▸ **AIM A**
Answer these questions using the film review below, one answer per line, marked to match:
(i) Who wrote the screenplay for Phantom of Chinatown?
(ii) Which role did Keye Luke play in The Green Hornet?
(iii) Which actor plays Captain Street?
▸ **AIM B**
Pick out each line of the listing below that contains the word "wearing", and copy those lines.
# START OF PASSAGE GIVEN
Reviewed by JONATHAN LEWIS:         


PHANTOM OF CHINATOWN. Monogram Pictures, 1940. Keye Luke, Grant Withers, Lotus Long, Charles Miller, Huntley Gordon, Virginia Carpenter, John H. Dilson. Screenplay: George Waggner. Director: Phil Rosen.

   The final film in Monogram’s Mr. Wong series, Phantom of Chinatown is notable for being the only movie in which an American actor of Chinese heritage, rather than the veteran horror film actor Boris Karloff, portrayed the Chinese-American detective.

   With a screenplay by George Waggner, director of Man Made Monster, which I reviewed here, and The Wolf Man, it’s also a fairly good, if at times excruciating slow moving, mystery and spy film, set during an era when Imperial Japan threatened the territorial integrity of China.

   Directed by Phil Rosen, Phantom of Chinatown doesn’t have a phantom or anything supernatural in it at all. It’s simply an entertaining and overall well-crafted mystery story with a dash of international intrigue. There are also some memorable scenes, including one with a trap door, which fans of 1930s pulp fiction, will most likely appreciate.

   Most importantly, however, the film has Keye Luke as the youthful Jimmy (not Mr.) Wong. Fans of mystery films will know Luke primarily for his portrayal of “Number One Son” in the Walter Oland Charlie Chan films or for his role as Kato in The Green Hornet. Indeed, Phantom of Chinatown was the only film in which Luke was both the star and lead character.

   In many ways, that’s a real shame. Luke’s portrayal of Jimmy Wong, although a bit too stiff, wasn’t bad at all. In fact, he was quite fun to watch, particularly in those scenes in which his character appeared to have a better understanding of the case at hand than Captain Street (Grant Withers). It’s too bad, then, that the filmmakers didn’t realize that Withers’s height advantage over Luke would, in some ways, make his character appear to almost overshadow Jimmy Wong.
# END OF PASSAGE GIVEN
# START OF EXTRACTED MATERIAL
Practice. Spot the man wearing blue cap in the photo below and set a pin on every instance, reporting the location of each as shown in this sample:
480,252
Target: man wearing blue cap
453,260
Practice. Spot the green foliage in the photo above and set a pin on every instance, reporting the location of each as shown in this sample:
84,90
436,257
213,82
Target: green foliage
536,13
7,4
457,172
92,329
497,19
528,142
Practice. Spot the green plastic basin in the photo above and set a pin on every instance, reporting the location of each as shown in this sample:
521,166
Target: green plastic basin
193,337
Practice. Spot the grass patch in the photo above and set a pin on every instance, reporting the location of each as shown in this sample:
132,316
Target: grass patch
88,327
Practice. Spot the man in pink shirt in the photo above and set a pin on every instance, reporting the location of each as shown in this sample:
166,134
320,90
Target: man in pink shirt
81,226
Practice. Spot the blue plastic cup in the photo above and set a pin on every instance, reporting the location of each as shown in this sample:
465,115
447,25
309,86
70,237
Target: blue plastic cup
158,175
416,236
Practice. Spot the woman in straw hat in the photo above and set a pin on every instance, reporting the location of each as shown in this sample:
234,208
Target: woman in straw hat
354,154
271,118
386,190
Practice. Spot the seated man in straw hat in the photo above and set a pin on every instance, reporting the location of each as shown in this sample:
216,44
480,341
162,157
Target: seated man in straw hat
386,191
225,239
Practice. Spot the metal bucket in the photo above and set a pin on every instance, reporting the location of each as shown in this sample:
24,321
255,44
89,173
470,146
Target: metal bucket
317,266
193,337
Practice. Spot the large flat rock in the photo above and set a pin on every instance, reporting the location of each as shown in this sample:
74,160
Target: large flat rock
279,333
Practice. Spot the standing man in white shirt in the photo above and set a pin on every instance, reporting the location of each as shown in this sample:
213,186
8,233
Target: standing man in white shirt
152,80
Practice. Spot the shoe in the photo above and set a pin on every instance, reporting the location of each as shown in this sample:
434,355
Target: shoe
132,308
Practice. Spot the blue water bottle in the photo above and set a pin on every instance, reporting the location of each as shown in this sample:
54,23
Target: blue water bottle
# END OF EXTRACTED MATERIAL
▸ **CORRECT ANSWER A**
(i) George Waggner
(ii) Kato
(iii) Grant Withers

▸ **CORRECT ANSWER B**
Practice. Spot the man wearing blue cap in the photo below and set a pin on every instance, reporting the location of each as shown in this sample:
Target: man wearing blue cap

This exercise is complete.